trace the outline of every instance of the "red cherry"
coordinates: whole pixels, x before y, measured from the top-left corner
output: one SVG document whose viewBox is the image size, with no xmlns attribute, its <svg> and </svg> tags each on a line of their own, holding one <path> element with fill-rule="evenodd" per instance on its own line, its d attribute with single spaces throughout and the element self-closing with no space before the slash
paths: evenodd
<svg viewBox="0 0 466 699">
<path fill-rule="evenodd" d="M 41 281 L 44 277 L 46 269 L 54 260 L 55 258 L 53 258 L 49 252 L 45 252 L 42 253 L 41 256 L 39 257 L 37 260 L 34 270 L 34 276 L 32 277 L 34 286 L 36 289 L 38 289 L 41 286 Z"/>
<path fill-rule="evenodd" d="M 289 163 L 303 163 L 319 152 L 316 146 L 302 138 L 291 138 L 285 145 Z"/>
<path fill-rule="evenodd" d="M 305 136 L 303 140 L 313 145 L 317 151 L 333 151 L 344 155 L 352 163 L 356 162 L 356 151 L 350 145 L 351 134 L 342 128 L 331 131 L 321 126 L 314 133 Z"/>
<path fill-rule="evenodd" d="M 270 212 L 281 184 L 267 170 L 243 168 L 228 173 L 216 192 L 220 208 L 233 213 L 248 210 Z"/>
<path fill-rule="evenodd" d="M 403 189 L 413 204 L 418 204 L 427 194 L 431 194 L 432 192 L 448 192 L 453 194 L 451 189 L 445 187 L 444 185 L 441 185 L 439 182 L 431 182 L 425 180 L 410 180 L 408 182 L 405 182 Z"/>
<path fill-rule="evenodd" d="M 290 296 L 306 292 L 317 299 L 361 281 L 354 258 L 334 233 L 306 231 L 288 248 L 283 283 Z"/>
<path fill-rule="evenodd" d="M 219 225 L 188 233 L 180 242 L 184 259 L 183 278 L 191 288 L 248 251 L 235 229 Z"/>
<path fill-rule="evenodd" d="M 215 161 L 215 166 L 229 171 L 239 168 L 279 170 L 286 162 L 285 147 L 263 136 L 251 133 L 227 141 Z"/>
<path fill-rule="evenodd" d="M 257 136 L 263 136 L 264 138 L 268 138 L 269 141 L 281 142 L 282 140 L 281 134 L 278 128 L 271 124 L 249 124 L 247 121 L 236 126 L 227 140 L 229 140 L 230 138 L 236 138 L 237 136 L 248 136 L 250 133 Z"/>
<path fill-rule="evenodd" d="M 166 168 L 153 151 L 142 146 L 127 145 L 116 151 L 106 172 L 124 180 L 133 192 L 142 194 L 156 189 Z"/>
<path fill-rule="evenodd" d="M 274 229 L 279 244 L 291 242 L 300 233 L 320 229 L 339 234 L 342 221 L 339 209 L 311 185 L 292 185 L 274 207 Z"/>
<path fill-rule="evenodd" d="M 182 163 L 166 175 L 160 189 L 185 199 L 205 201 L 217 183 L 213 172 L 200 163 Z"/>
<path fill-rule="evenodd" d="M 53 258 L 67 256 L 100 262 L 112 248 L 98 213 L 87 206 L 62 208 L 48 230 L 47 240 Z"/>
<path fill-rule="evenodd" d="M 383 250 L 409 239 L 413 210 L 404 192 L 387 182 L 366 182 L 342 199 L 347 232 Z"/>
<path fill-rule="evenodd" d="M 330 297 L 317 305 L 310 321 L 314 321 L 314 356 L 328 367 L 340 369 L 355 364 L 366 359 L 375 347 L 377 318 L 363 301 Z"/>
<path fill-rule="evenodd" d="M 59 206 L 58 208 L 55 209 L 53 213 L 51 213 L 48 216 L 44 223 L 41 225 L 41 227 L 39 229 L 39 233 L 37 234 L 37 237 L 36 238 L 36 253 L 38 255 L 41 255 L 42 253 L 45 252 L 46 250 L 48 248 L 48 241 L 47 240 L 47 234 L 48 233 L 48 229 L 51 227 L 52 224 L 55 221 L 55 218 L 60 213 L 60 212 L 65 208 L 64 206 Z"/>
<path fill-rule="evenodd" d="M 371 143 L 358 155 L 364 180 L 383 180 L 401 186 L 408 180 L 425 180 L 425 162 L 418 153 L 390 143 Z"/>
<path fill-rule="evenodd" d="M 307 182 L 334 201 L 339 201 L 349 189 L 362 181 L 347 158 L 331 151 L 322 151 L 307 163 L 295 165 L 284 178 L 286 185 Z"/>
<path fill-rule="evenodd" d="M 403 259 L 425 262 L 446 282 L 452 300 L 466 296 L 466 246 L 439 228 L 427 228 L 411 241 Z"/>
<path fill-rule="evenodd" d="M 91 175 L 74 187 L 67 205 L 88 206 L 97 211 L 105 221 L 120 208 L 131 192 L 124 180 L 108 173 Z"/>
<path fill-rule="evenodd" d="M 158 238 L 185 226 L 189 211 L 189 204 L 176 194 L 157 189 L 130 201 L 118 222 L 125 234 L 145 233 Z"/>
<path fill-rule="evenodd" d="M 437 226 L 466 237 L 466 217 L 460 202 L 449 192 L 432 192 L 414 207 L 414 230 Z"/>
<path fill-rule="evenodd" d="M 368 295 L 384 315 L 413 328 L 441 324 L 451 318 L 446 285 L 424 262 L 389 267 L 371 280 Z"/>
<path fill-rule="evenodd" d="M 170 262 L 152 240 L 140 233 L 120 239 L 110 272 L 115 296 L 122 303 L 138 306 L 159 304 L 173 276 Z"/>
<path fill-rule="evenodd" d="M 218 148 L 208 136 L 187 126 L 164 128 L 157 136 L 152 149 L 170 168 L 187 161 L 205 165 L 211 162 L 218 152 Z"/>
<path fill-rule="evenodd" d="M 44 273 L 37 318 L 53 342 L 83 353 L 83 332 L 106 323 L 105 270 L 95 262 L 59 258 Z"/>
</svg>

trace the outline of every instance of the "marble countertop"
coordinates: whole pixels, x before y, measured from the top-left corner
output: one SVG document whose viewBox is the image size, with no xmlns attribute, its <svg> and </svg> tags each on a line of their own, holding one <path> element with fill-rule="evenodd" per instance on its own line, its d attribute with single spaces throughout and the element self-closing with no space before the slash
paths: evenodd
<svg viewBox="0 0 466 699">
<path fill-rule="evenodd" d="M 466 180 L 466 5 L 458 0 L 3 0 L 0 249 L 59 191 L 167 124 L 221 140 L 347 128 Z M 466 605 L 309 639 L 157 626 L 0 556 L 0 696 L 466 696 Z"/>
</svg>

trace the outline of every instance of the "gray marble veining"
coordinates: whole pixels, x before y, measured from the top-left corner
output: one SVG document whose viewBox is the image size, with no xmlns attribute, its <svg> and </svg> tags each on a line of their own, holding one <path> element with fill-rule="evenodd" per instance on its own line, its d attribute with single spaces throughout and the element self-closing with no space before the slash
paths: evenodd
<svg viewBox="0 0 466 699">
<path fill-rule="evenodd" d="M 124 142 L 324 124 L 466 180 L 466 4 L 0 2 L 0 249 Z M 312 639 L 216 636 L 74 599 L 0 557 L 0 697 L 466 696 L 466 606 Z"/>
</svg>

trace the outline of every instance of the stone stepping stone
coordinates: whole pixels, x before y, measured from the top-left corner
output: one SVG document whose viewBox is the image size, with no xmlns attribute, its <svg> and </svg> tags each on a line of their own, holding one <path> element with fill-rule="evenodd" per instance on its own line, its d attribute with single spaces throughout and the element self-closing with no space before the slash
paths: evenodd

◇ ◇ ◇

**GIVEN REQUEST:** Copy out the records above word for word, from their first line through the line containing "305 136 L 303".

**EXERCISE RESPONSE:**
trace the outline of every instance of the "red cherry"
coordinates: whole pixels, x before y, measured from the top-left corner
output: one SVG document whose viewBox is the image size, with no xmlns attribute, its <svg> and </svg> tags each on a line of their own, holding one <path> element with fill-rule="evenodd" per instance on its own line, its d attribute with single spaces throughout and the element self-closing with no space before the slash
paths: evenodd
<svg viewBox="0 0 466 699">
<path fill-rule="evenodd" d="M 41 281 L 44 277 L 46 269 L 54 260 L 55 258 L 53 258 L 49 252 L 45 252 L 42 253 L 41 256 L 39 257 L 37 260 L 34 270 L 34 276 L 32 277 L 34 286 L 36 289 L 38 289 L 41 286 Z"/>
<path fill-rule="evenodd" d="M 289 163 L 303 163 L 319 152 L 316 146 L 302 138 L 291 138 L 285 145 Z"/>
<path fill-rule="evenodd" d="M 305 136 L 303 140 L 313 145 L 317 151 L 333 151 L 344 155 L 352 163 L 356 162 L 356 151 L 350 145 L 351 134 L 342 128 L 331 131 L 321 126 L 314 133 Z"/>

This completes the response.